* _THE PROBLEM_:
Everything from the line holding "Objective: one point per instance of the flame" through the last line below must be repeated exactly, and nothing else.

[Excerpts from point annotation data]
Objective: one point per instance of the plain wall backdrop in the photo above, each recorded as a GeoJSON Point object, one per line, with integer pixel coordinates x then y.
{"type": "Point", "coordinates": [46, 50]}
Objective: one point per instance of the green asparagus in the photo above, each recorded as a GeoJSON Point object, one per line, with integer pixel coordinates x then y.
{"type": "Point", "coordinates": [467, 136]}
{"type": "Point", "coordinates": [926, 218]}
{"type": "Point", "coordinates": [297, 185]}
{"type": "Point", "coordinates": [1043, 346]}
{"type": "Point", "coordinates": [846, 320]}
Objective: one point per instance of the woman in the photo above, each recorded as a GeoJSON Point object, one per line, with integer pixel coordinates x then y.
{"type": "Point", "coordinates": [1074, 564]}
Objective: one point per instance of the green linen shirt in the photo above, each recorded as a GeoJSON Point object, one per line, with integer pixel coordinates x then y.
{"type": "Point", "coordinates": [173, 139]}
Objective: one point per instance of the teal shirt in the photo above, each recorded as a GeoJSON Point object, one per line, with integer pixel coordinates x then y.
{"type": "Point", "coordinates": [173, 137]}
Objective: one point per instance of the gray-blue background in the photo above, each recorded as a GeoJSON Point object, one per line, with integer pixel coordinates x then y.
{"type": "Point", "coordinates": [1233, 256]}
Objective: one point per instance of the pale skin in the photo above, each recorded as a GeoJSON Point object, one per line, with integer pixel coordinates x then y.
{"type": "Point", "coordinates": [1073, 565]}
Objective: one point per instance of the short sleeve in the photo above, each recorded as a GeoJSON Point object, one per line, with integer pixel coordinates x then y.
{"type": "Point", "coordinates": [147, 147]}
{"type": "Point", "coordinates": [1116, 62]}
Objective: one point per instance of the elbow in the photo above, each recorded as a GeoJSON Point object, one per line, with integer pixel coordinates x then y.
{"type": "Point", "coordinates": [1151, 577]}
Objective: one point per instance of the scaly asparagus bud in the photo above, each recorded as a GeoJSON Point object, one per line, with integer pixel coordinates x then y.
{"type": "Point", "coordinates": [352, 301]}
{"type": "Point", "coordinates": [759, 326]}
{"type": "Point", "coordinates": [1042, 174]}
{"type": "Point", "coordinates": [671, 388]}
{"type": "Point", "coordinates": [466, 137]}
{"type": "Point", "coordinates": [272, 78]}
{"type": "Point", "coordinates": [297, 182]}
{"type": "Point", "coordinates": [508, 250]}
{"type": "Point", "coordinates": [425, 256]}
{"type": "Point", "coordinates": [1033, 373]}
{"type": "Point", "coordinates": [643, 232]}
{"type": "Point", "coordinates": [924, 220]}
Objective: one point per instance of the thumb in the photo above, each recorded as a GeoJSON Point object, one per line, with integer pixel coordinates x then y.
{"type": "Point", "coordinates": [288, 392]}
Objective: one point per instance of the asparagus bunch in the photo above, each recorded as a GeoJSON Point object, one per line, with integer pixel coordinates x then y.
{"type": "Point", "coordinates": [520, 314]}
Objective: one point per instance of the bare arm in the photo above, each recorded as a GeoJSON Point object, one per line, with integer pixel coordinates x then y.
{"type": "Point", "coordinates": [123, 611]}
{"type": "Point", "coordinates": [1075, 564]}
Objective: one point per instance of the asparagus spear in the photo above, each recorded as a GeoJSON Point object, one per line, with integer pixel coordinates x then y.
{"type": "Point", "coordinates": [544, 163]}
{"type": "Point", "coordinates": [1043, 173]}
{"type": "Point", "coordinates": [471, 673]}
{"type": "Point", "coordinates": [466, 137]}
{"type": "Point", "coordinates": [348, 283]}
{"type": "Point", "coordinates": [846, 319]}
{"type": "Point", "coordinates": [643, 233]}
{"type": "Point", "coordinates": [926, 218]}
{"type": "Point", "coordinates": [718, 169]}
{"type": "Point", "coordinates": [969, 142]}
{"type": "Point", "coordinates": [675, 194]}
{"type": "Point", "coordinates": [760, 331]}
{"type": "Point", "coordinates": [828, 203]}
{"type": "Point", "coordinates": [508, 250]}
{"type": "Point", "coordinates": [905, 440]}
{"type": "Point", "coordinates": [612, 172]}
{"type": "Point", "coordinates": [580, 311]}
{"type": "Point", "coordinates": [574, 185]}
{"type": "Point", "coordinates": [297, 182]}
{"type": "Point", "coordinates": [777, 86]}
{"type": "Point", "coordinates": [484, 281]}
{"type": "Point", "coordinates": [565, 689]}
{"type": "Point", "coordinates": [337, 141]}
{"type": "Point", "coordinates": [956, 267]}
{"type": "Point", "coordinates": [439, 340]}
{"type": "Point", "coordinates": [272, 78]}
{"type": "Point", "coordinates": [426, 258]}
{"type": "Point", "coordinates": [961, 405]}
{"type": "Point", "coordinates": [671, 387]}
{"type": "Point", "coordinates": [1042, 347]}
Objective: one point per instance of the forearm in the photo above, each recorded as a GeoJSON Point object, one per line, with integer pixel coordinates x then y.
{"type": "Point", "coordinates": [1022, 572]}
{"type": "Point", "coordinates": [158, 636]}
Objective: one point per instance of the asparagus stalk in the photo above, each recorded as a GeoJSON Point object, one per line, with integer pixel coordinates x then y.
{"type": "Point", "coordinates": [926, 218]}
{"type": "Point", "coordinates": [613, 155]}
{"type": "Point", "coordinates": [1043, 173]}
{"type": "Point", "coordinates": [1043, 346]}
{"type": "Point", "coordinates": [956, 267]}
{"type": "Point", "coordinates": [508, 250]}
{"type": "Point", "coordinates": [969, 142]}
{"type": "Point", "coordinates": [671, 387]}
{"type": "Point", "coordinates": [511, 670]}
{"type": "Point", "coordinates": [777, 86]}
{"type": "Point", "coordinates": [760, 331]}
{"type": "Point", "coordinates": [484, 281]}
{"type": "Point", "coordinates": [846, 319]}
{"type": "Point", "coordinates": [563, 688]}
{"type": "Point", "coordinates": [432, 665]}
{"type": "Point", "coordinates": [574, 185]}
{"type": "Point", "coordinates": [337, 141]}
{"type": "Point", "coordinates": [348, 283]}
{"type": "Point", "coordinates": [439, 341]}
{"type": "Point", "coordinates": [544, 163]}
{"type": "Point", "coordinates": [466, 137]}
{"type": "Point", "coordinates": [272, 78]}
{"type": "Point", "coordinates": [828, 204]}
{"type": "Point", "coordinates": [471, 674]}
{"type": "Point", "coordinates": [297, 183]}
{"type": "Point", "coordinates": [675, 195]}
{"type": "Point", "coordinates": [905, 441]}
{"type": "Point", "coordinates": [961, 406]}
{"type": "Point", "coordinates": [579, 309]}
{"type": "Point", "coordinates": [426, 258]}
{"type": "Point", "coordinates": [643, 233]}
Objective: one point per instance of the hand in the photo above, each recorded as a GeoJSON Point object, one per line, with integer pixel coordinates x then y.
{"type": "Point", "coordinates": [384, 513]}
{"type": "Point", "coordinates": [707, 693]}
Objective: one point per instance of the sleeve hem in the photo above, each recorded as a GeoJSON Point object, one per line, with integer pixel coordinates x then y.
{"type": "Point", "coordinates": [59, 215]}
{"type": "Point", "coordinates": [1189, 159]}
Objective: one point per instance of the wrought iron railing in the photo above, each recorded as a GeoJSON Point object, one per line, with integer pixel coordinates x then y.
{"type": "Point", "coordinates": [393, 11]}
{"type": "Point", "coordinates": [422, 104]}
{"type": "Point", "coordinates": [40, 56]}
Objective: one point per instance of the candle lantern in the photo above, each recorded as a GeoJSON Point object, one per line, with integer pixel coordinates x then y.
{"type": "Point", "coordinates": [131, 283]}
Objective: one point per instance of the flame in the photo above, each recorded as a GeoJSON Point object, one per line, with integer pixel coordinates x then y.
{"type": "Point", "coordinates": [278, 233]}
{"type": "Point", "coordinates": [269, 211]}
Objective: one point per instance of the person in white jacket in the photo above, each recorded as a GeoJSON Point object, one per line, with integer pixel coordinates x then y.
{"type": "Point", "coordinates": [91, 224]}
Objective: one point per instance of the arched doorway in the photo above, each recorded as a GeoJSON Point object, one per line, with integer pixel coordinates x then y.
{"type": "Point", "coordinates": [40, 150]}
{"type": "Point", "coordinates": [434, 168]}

* _ANSWER IN FULL_:
Objective: one point per instance of the flame in the photo above, each recorded as a GeoJSON Point object, one per line, with integer pixel coordinates x then y.
{"type": "Point", "coordinates": [278, 233]}
{"type": "Point", "coordinates": [269, 211]}
Objective: one point per instance of the person in white jacket in the photo above, each recorded as a GeoJSON Point object, one per line, with integer pixel coordinates x then y.
{"type": "Point", "coordinates": [91, 224]}
Objective: one point per instance of the arched doorway in the photo above, each recorded as a GeoJSON Point object, one per line, with integer pixel coordinates x then y.
{"type": "Point", "coordinates": [40, 150]}
{"type": "Point", "coordinates": [434, 168]}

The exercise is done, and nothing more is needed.